— BEGIN PROVIDED RECORDS —

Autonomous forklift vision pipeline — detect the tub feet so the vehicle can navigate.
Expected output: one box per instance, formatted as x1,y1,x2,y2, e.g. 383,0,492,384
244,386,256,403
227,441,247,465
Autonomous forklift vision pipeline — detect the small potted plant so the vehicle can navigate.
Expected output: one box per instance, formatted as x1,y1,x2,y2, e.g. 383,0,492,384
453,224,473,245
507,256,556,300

— END PROVIDED RECORDS —

▸ **REQUIRED TASK**
Reproduce all the records with "vehicle" switched to "robot" wherever it occurs, leaving everything else unchanged.

▸ **OUTPUT OF THE TASK**
Autonomous forklift vision pipeline — detect the tub feet so the robot can navigate.
Expected output: one box per instance, formatted as x1,y1,x2,y2, e.g. 383,0,492,384
244,386,256,403
227,441,247,465
Autonomous forklift vision pipeline — detect the small potted plant so the robot can navigate.
Expected output: one box per instance, formatted as x1,y1,x2,y2, e.g. 383,0,492,384
453,224,473,245
507,256,556,300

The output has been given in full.